抜粋テキスト:
──────
アクションゲームの本質とは、優れたゲームに求められる要素とは
3月14日から18日にかけて、アメリカのカリフォルニア州サンフランシスコで行われたゲーム開発者向けの国際会議GDC(ゲーム・デベロッパーズ・カンファレンス)。プラチナゲームズの稲葉敦志氏による講演“Action Games Without Borders: Making Platinum-Quality Games For The World”の模様をお伝えしよう。
稲葉氏は、プラチナゲームズでのプロデューサーとしての仕事を「プラチナゲームズで作っているゲームのすべてのライン」に対して最終的な責任を持ち、「制作を立ち上げ、最終的に完成形に持っていくまでのすべての工程について適切にコントロールしていって、面白いゲームを世に送り出す」ことだとする。
──────
資料:
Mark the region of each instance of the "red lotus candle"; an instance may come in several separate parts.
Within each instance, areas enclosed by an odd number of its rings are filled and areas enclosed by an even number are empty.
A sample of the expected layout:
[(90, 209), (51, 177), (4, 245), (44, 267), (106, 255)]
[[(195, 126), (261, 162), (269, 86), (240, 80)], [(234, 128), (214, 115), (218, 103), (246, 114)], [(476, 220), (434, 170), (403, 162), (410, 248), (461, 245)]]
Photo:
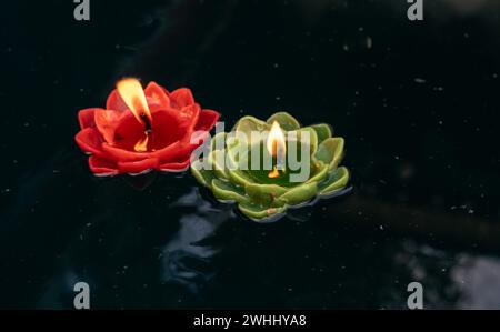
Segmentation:
[(150, 82), (142, 90), (138, 80), (123, 79), (106, 109), (81, 110), (78, 119), (81, 130), (74, 139), (91, 154), (90, 170), (104, 177), (184, 171), (219, 113), (201, 109), (189, 89), (169, 92)]

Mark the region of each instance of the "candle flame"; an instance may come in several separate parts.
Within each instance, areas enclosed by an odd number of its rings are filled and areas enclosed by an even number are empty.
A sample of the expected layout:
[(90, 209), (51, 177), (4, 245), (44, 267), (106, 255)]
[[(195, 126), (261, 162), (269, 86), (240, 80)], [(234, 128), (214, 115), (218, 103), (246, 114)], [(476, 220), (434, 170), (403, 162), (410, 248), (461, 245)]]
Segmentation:
[[(281, 130), (281, 127), (277, 121), (272, 123), (271, 131), (269, 132), (268, 141), (266, 143), (268, 152), (272, 157), (278, 157), (277, 162), (279, 163), (281, 159), (280, 157), (287, 154), (287, 145), (284, 144), (283, 131)], [(277, 155), (278, 153), (280, 153), (280, 155)], [(278, 178), (279, 177), (278, 169), (282, 169), (284, 171), (284, 168), (281, 164), (276, 164), (272, 169), (272, 172), (270, 172), (268, 177), (271, 179)]]
[(151, 111), (139, 80), (132, 78), (123, 79), (117, 83), (117, 90), (137, 121), (143, 123), (144, 117), (147, 117), (151, 122)]
[(136, 145), (133, 147), (133, 150), (136, 150), (137, 152), (148, 151), (148, 141), (149, 141), (149, 134), (146, 133), (146, 135), (136, 143)]
[(271, 131), (269, 132), (267, 141), (267, 148), (272, 157), (277, 155), (278, 150), (283, 154), (286, 154), (287, 152), (287, 147), (284, 144), (284, 134), (277, 121), (272, 123)]

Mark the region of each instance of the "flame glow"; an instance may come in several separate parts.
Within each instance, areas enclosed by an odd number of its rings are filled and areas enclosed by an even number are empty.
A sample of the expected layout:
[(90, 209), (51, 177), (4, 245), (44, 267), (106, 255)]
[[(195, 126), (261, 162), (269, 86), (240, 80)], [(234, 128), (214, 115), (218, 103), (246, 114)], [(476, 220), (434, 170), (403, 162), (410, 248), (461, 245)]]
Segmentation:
──────
作業指示:
1: 抜粋テキストから、「アクションゲームの本質とは、優れたゲームに求められる要素とは」で始まり「世に送り出す」ことだとする。」で終わる部分を、両端の語句も含めて一字も変えずに書き写すこと。
2: 「資料」欄の行のうち、文字列「region」を含む行の数を数え、その数だけを答えること。

課題の解答:
1:
アクションゲームの本質とは、優れたゲームに求められる要素とは
3月14日から18日にかけて、アメリカのカリフォルニア州サンフランシスコで行われたゲーム開発者向けの国際会議GDC(ゲーム・デベロッパーズ・カンファレンス)。プラチナゲームズの稲葉敦志氏による講演“Action Games Without Borders: Making Platinum-Quality Games For The World”の模様をお伝えしよう。
稲葉氏は、プラチナゲームズでのプロデューサーとしての仕事を「プラチナゲームズで作っているゲームのすべてのライン」に対して最終的な責任を持ち、「制作を立ち上げ、最終的に完成形に持っていくまでのすべての工程について適切にコントロールしていって、面白いゲームを世に送り出す」ことだとする。

2: 3